*WHAT TO DO:* Pick out and copy every line in the items below that contains the string "negative". Matching is case-sensitive.

____________________

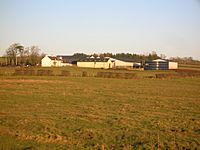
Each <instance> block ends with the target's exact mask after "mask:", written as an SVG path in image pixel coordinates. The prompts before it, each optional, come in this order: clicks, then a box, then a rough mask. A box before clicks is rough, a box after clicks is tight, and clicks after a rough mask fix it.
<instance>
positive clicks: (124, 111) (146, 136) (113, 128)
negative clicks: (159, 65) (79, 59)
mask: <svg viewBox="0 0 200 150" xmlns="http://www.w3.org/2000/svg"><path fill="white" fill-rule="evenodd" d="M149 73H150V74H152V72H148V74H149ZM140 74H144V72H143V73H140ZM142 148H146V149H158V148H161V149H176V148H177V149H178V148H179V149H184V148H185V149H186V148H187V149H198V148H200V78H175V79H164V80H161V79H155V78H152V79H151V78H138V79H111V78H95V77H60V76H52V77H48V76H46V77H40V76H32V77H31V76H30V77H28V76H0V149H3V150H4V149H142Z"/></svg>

____________________

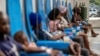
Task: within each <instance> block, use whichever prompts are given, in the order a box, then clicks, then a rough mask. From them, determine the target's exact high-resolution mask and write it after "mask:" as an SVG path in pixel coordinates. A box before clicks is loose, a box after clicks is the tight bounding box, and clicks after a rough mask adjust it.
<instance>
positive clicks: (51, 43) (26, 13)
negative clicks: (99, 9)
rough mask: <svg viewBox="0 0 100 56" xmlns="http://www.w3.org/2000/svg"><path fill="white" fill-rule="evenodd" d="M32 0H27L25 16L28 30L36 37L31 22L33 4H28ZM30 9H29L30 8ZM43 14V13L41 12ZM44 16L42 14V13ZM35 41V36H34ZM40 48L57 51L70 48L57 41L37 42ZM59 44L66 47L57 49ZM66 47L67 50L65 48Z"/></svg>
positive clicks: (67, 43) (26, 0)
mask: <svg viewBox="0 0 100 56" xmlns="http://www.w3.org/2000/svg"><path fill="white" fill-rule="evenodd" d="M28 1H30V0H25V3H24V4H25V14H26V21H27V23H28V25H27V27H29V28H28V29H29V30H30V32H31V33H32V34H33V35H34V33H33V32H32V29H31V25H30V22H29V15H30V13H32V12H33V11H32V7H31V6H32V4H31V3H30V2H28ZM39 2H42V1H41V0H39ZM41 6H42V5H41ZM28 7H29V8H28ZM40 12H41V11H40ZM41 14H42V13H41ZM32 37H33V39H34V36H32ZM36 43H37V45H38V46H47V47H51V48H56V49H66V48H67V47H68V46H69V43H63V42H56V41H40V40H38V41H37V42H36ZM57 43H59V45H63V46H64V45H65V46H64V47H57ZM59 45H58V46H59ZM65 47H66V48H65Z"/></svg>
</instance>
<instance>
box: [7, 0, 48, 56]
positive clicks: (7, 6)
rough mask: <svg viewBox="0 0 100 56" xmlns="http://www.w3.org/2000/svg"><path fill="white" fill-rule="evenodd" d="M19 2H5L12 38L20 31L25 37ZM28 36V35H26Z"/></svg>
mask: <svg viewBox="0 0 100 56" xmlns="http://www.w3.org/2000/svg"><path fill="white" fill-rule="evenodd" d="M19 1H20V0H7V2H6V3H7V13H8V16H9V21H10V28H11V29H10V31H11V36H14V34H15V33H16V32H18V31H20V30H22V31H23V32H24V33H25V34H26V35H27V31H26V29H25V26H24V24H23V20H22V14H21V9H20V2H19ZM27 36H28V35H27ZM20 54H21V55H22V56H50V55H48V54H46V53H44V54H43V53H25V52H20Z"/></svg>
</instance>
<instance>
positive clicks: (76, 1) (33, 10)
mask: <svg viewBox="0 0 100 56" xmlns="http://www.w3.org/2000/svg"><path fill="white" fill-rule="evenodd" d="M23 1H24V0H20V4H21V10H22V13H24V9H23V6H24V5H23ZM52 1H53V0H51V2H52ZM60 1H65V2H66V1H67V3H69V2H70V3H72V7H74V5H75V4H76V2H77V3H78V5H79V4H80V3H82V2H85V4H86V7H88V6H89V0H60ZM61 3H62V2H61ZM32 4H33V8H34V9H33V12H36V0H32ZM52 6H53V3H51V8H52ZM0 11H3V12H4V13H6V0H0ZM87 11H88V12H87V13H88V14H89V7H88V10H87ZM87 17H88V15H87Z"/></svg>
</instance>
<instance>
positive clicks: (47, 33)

____________________

*TASK RESPONSE:*
negative clicks: (159, 65) (79, 59)
negative clicks: (99, 9)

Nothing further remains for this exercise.